Novartis is teaming up with the contract manufacturing firm Catalent Biologics to boost production of its recently commercialized gene therapy Zolgensma. The announcement is a surprise because three months ago Novartis’ gene therapy subsidiary, AveXis, said it is buying a facility in Longmont, Colorado, for the same purpose. The Longmont site will be the company’s fourth gene therapy manufacturing plant.
Viruses, the essential DNA-delivery vehicles of gene therapy, are in short supply. Gene therapy firms bemoan long waitlists for contract manufacturers, leading many to break ground on their own manufacturing facilities years before a commercialized drug is in sight. For Novartis, which sells one of the few approved gene therapies, even having its own facilities isn’t enough.
The demand has more to do with the complexity of making the therapies than long lines of customers waiting for them. Andy Stober, chief technology officer at AveXis, says the company decided to work with the gene therapy manufacturer Paragon Bioservices at the beginning of the year, before Zolgensma was approved. In April, Catalent bought Paragon for $1.2 billion.
Zolgensma is a one-time injection of viruses containing a corrective piece of DNA to treat young children with a rare neurodegenerative disease called spinal muscular atrophy. It’s dosed at 110 trillion viruses per kg of body weight, meaning that “you are giving someone a quadrillion viral vectors,” Stober says. “It’s no small feat.”
It’s expensive too, costing $2.1 million, partly because of the massive quantities of DNA-stuffed viruses required for the treatment to work. And it’s the creation of those viruses that AveXis needs help with. The firm’s original Libertyville, Illinois, plant has room for purifying and filling the final gene therapy product, but it’s Catalent that will produce the bulk of the viruses.
AveXis is looking to make more of those viruses on its own soon. Its $115 million plant in Durham, North Carolina, is scheduled to open next year. In all, AveXis anticipates that its four plants will create more than 1,000 manufacturing jobs by the end of this year—all to make a commercial gene therapy for a single rare disease, plus experimental gene therapies for a few clinical trials that may begin within a year.
The demand for viruses has been a boon to contract manufacturers. A gene therapy start-up called Passage Bio—which launched earlier this year and won’t have a therapy in clinical testing until next year—recently announced that Paragon will build it a dedicated production suite.
And while new gene therapy companies are racing to beat the manufacturing bottleneck, older companies, including cell therapy firms that also need viruses, are playing catchup.
So far, Novartis and Gilead Sciences are the only drugmakers selling engineered cell therapies, for which every treatment is custom-made from a patient’s own immune cells—a manufacturing headache of its own. The same kinds of viruses used for gene therapy are used to insert new DNA into those immune cells, adding another bottleneck to an already costly and time-consuming process.
Those drugmakers are trying to take matters into their own hands. Earlier this year, Novartis acquired a French cell and gene therapy manufacturer called CellforCure, which was already producing the Novartis cell therapy Kymriah. This week, Gilead announced it will build a 6,000 m2 facility dedicated to making viruses used in its cell therapy, Yescarta.
Bluebird Bio, a company developing cell and gene therapies, opened an 11,000 m2 manufacturing facility in Durham, North Carolina, in March. Bluebird just won approval from the European Medicines Agency in June to begin selling its first treatment, Zynteglo, in which an individual’s own hematopoietic stem cells are engineered with a virus to treat a genetic blood disease called β-thalassemia. The treatment will cost about $1.8 million.
Soon after Zynteglo was approved, Bluebird announced that sales of the treatment will be delayed until 2020 while the firm irons out its manufacturing process.

WORK TASK A:
Using the article on gene therapy manufacturing, answer these questions:
(i) How much did Catalent pay to buy Paragon?
(ii) In what city is the $115 million AveXis plant that is scheduled to open next year?
(iii) What disease is Zynteglo meant to treat?
WORK TASK B:
Reproduce the stretch of the gene therapy article from "Viruses, the essential" through "facilities isn’t enough.".
The data that follow are not required for the tasks.

PROVIDED RECORDS:
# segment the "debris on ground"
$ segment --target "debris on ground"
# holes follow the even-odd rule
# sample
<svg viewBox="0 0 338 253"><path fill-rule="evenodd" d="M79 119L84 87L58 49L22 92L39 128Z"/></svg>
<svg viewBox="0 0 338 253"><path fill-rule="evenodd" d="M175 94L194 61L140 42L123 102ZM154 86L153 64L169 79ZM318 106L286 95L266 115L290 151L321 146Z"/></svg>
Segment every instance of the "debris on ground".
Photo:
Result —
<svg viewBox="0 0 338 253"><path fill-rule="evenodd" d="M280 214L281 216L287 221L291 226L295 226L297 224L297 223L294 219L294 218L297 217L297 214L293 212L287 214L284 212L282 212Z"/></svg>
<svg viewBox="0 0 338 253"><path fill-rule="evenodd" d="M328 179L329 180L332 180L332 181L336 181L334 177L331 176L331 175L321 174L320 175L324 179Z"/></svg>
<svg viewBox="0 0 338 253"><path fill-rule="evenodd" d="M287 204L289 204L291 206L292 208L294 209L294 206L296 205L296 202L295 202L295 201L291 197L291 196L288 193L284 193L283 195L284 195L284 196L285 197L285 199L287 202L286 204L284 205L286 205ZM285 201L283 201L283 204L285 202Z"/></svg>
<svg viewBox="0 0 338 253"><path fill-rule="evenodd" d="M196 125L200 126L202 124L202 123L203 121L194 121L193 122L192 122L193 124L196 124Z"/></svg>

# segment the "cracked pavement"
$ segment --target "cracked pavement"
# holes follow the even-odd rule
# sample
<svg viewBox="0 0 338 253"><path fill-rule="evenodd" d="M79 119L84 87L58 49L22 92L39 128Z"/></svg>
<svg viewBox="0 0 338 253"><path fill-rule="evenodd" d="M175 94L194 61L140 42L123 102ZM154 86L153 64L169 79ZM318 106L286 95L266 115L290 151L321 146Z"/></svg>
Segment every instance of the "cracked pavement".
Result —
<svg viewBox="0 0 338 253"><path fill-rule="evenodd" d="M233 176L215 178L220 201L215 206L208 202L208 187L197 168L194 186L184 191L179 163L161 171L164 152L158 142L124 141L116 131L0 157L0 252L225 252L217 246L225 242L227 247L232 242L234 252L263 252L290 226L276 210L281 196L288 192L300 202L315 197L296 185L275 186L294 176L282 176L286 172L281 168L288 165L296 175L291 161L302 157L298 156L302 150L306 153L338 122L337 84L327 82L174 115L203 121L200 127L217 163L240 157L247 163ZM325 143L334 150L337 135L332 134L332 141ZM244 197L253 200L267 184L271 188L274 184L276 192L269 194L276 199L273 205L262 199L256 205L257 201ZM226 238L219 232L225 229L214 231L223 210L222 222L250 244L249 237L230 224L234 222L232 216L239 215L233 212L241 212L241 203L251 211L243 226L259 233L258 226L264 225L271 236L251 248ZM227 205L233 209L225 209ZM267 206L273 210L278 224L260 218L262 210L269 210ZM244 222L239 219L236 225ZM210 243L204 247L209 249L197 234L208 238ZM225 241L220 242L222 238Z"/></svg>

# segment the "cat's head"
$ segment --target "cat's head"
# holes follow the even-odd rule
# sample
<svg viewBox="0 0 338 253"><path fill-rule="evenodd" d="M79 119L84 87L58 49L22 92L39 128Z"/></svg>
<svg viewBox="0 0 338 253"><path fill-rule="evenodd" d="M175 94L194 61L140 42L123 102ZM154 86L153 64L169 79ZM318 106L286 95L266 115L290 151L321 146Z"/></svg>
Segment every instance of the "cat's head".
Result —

WRITTEN SOLUTION A:
(i) $1.2 billion
(ii) Durham, North Carolina
(iii) β-thalassemia

WRITTEN SOLUTION B:
Viruses, the essential DNA-delivery vehicles of gene therapy, are in short supply. Gene therapy firms bemoan long waitlists for contract manufacturers, leading many to break ground on their own manufacturing facilities years before a commercialized drug is in sight. For Novartis, which sells one of the few approved gene therapies, even having its own facilities isn’t enough.